***** LISTING *****

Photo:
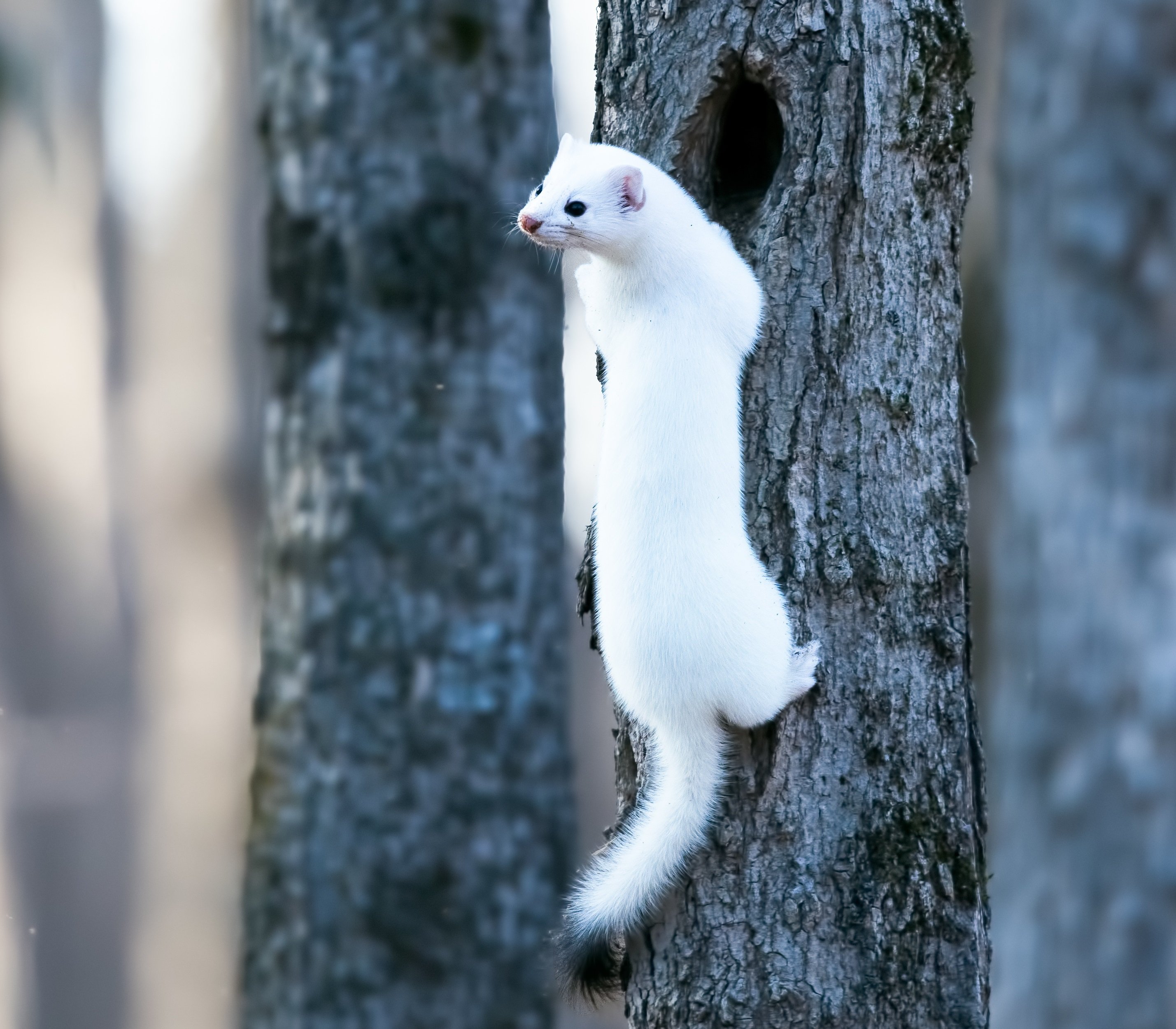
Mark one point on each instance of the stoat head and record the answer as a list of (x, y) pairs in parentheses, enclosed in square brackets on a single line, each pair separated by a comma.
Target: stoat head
[(593, 199)]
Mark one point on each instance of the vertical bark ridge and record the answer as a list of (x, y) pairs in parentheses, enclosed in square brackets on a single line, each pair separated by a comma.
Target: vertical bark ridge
[(412, 820), (845, 883)]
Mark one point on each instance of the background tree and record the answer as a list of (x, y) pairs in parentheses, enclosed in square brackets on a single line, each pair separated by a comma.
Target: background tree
[(1083, 578), (412, 813), (845, 883)]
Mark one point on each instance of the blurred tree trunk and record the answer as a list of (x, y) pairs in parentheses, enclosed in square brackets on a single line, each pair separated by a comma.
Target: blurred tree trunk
[(412, 820), (1085, 579), (68, 681), (845, 880)]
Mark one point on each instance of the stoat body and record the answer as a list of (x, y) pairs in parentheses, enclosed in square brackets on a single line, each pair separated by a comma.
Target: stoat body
[(693, 631)]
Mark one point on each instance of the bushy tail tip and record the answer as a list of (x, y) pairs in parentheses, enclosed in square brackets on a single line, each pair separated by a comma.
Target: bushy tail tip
[(588, 965)]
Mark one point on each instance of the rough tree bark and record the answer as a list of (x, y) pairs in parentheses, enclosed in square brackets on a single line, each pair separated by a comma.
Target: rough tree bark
[(1085, 571), (843, 885), (412, 818)]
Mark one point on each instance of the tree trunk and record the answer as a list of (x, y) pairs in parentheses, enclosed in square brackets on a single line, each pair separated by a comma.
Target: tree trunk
[(843, 884), (412, 819), (68, 600), (1085, 583)]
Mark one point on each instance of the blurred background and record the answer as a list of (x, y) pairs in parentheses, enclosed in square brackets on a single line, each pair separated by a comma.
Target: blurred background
[(131, 395)]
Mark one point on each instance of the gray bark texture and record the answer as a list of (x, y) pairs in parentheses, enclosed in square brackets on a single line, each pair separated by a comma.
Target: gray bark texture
[(843, 884), (1085, 572), (412, 817)]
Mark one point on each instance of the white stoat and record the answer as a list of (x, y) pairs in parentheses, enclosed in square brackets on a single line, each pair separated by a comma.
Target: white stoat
[(692, 628)]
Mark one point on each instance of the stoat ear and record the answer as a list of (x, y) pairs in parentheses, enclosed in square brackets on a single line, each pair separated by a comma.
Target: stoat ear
[(631, 186)]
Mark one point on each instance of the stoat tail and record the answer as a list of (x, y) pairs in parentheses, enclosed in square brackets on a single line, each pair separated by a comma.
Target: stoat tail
[(625, 884)]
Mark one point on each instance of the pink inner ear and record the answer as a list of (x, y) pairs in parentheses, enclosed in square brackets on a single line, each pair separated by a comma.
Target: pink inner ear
[(633, 190)]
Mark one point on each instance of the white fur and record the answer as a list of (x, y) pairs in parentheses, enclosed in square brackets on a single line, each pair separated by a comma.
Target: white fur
[(693, 631)]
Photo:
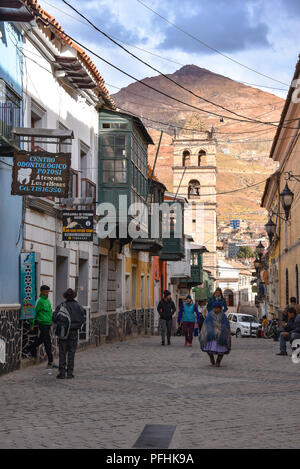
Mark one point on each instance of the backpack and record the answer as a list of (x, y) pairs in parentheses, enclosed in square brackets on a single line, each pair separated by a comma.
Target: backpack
[(63, 322)]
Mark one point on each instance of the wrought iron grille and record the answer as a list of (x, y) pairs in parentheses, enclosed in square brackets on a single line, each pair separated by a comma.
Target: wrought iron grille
[(10, 111)]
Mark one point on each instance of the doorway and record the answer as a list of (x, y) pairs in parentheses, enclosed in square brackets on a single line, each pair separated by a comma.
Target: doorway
[(62, 276)]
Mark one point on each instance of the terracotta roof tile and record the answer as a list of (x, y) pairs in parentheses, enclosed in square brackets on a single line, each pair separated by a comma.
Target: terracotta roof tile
[(81, 55)]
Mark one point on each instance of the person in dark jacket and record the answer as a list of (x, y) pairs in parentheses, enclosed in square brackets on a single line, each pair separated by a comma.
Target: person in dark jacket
[(295, 334), (288, 327), (189, 315), (68, 345), (219, 298), (166, 308)]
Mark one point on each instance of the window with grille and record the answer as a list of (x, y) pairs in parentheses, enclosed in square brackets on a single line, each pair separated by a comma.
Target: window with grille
[(10, 110)]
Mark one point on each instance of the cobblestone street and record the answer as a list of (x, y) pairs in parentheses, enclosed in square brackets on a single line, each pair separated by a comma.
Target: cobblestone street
[(252, 401)]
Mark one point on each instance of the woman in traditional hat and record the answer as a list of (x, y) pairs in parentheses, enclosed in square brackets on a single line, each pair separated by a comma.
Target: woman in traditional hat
[(215, 337)]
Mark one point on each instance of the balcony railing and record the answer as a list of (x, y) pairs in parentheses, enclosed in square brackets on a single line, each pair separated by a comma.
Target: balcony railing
[(10, 112)]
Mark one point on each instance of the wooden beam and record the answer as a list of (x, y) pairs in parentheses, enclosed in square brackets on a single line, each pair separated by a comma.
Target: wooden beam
[(46, 133), (10, 4), (17, 15)]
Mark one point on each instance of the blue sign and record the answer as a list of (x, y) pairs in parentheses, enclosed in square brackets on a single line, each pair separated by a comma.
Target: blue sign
[(28, 285)]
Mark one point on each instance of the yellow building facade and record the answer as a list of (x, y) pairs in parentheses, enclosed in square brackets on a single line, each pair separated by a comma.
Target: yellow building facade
[(284, 251)]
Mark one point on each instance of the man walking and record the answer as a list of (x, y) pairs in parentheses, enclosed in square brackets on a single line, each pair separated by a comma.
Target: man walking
[(288, 328), (293, 304), (43, 318), (69, 317), (189, 315), (166, 308)]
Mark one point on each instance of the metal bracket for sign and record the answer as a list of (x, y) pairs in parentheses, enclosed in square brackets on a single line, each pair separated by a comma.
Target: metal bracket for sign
[(47, 142), (26, 134)]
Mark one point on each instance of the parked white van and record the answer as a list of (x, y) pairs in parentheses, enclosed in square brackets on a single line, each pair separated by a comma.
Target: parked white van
[(240, 324)]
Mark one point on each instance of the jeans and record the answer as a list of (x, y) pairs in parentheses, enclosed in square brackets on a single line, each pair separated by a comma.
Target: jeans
[(44, 337), (282, 343), (294, 336), (68, 347), (166, 326), (188, 329)]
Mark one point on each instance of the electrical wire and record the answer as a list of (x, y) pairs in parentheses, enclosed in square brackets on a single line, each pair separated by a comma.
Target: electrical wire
[(208, 46), (159, 71), (61, 32), (151, 52), (169, 125)]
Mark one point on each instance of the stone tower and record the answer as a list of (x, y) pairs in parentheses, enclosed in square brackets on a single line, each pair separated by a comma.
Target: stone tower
[(195, 172)]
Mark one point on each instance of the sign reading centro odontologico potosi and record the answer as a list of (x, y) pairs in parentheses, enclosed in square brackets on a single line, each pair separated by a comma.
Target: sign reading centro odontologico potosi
[(41, 174)]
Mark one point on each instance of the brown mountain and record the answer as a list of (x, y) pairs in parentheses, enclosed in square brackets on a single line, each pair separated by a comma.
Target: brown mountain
[(242, 150)]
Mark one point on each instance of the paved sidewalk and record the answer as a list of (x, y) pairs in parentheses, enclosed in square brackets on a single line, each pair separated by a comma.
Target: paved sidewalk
[(252, 401)]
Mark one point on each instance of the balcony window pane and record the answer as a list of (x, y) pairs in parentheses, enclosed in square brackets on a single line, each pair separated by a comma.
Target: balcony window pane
[(108, 140), (120, 141), (120, 176), (120, 165), (120, 152), (108, 165)]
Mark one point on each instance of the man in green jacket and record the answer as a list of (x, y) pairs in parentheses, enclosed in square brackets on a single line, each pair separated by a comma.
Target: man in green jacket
[(43, 318)]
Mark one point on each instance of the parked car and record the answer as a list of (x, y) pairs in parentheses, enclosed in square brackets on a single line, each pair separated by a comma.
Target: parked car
[(240, 324)]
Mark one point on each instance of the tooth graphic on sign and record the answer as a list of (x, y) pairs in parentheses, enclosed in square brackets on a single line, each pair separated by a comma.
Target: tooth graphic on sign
[(24, 174)]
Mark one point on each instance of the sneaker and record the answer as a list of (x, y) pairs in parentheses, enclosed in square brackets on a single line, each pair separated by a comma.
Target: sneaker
[(52, 365), (29, 356)]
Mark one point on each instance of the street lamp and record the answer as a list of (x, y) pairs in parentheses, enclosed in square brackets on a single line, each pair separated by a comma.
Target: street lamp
[(257, 264), (270, 229), (260, 249), (286, 197)]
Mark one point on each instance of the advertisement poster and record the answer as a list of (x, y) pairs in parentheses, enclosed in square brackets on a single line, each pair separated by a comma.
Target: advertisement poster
[(27, 285), (78, 225), (41, 174)]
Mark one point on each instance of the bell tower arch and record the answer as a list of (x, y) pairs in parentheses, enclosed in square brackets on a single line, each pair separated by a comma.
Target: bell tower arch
[(195, 167)]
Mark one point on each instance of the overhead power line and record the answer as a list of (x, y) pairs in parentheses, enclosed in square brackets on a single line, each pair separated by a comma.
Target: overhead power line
[(159, 71), (134, 78), (154, 54), (207, 45)]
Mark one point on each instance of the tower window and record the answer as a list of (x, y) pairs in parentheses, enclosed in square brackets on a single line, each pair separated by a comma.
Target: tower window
[(201, 154), (186, 156), (194, 188)]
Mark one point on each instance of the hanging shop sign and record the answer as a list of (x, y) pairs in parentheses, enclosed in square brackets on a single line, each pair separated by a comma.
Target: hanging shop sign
[(41, 174), (78, 225), (27, 285)]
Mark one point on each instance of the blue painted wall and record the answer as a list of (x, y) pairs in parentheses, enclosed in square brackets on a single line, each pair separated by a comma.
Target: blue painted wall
[(11, 229)]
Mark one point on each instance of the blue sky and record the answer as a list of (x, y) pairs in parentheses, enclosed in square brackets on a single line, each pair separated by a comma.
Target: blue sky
[(262, 34)]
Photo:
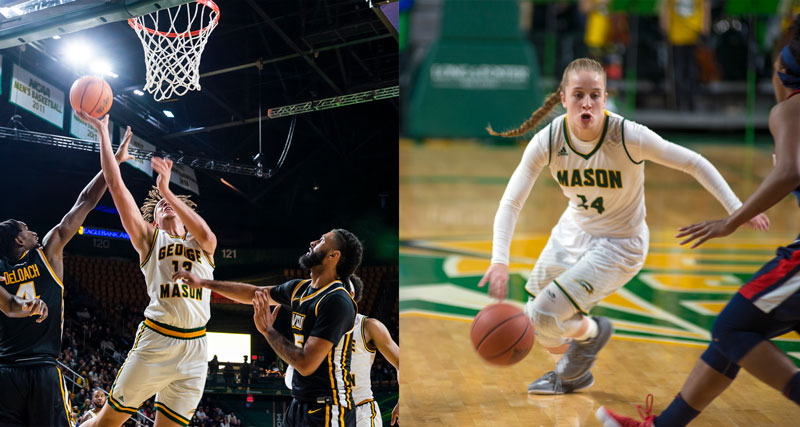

*****

Which lines of the rows above contain the string "pane"? Identify and copy each one, counting only matches with the same case.

#### EXERCISE RESPONSE
Mark one point on each instance of the balcony window pane and record the answer as a list of (x, y) pairs in parentheses, enclosed in square brackets on a single line, each pair separated by a comma.
Target: balcony window pane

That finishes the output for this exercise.